The clinical approach calls for weekly or more frequent sessions.
It is a partnership between my patients and I to attend to their soul work. All patients are thoroughly evaluated for basic psychiatric care. Motivated patients are offered long term psychotherapy. Those with more evolved psychological and reflective attitude and preparedness to explore the depths of their psyche are offered more extensive analytic experience. Patients are expected to make room in their lives to attend to the mystery and the guidance of their soul. They must be prepared to do daily journaling, silent time, studio time, time for reflection, record their dreams, do relevant reading, practice Yoga, Pranayama, Mindfulness, Meditation and put their insights into practice. This is a Magnum Opus of their soul. Not everyone is prepared and equipped to do the work. Patients are selected carefully to decide the depth of their exploration.
Other than exploring their transference of feelings onto their analyst, we explore the dreams, patient's personal myth and the archetypal guidance in deepening their understanding of themselves, their illness and the meaning of the illness in the trajectory of their life and purpose. Patients are particularly encouraged to explore their unique creative potentials not only to deal with their symptoms but to achieve their higher potentials in service of family, community and society.

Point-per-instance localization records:
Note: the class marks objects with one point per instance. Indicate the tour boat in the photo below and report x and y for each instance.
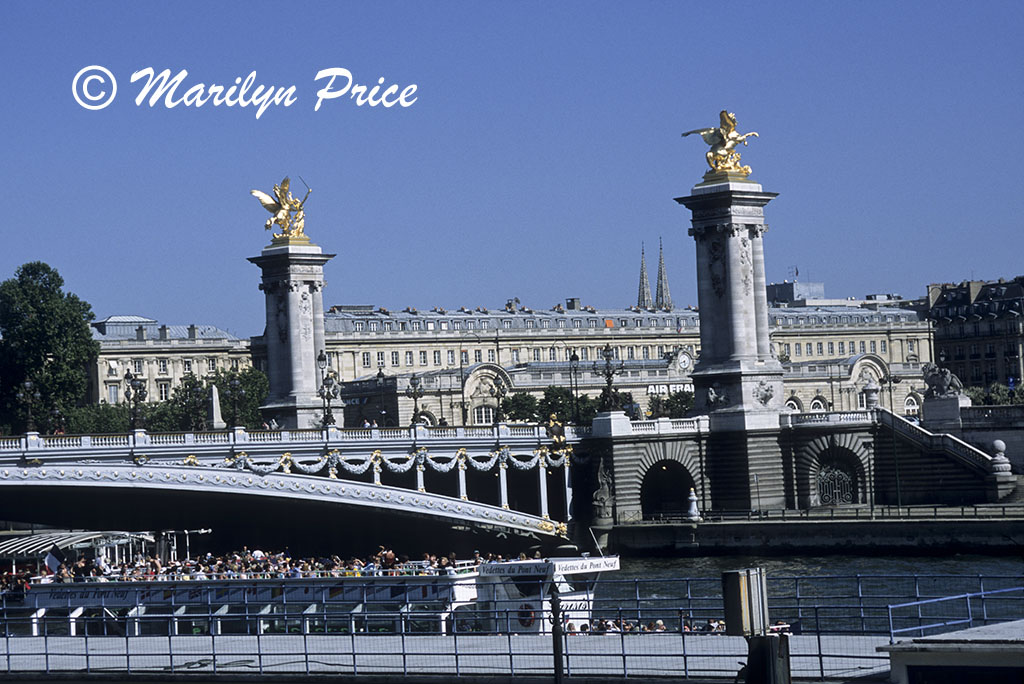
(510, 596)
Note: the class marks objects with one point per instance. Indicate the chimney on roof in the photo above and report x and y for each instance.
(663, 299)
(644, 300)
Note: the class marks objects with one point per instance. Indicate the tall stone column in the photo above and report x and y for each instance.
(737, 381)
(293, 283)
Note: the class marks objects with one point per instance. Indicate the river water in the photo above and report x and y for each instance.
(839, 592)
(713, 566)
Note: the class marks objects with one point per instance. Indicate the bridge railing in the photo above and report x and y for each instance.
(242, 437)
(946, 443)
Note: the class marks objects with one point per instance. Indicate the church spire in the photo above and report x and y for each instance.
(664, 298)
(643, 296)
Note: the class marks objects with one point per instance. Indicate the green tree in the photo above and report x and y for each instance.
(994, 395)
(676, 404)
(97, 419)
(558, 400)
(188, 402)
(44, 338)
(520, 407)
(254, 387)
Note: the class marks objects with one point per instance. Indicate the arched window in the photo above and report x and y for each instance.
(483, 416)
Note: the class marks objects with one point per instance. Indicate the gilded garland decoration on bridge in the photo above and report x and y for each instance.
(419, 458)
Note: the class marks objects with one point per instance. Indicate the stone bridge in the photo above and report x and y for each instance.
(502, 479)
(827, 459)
--
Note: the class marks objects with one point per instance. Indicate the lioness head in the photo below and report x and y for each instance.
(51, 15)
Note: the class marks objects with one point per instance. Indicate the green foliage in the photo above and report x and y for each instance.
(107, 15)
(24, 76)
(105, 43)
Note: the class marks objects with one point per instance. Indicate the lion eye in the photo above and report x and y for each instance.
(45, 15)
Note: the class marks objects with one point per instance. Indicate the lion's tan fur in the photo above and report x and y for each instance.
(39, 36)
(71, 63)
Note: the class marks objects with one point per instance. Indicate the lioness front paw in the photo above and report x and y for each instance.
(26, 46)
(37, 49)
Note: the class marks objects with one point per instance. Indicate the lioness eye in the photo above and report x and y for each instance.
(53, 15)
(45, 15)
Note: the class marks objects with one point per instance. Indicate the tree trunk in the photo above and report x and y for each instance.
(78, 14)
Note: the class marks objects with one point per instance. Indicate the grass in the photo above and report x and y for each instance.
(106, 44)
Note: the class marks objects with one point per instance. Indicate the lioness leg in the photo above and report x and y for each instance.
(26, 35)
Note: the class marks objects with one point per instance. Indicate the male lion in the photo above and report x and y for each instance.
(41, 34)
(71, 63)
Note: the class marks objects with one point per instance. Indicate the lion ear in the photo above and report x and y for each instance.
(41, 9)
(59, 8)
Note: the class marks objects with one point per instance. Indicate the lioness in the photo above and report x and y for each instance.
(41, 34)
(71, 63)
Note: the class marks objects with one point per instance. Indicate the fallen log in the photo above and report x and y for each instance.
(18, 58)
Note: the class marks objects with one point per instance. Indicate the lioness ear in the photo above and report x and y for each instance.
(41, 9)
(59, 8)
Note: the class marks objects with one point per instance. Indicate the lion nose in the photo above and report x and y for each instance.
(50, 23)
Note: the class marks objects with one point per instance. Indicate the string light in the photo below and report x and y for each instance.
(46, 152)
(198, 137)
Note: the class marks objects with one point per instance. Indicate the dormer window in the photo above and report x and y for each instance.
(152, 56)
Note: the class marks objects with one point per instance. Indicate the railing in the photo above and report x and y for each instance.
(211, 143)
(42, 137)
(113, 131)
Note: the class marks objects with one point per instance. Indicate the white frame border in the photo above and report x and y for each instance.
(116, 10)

- _ASSIGNMENT_:
Do these statements agree with the clinical approach text? (a) Sessions take place weekly or more often. (b) Every patient is offered long term psychotherapy. (c) Patients are expected to record their dreams. The records have no connection to the text about the clinical approach.

- _OUTPUT BELOW_:
(a) Yes: "The clinical approach calls for weekly or more frequent sessions."
(b) No: "Motivated patients are offered long term psychotherapy."
(c) Yes: "record their dreams"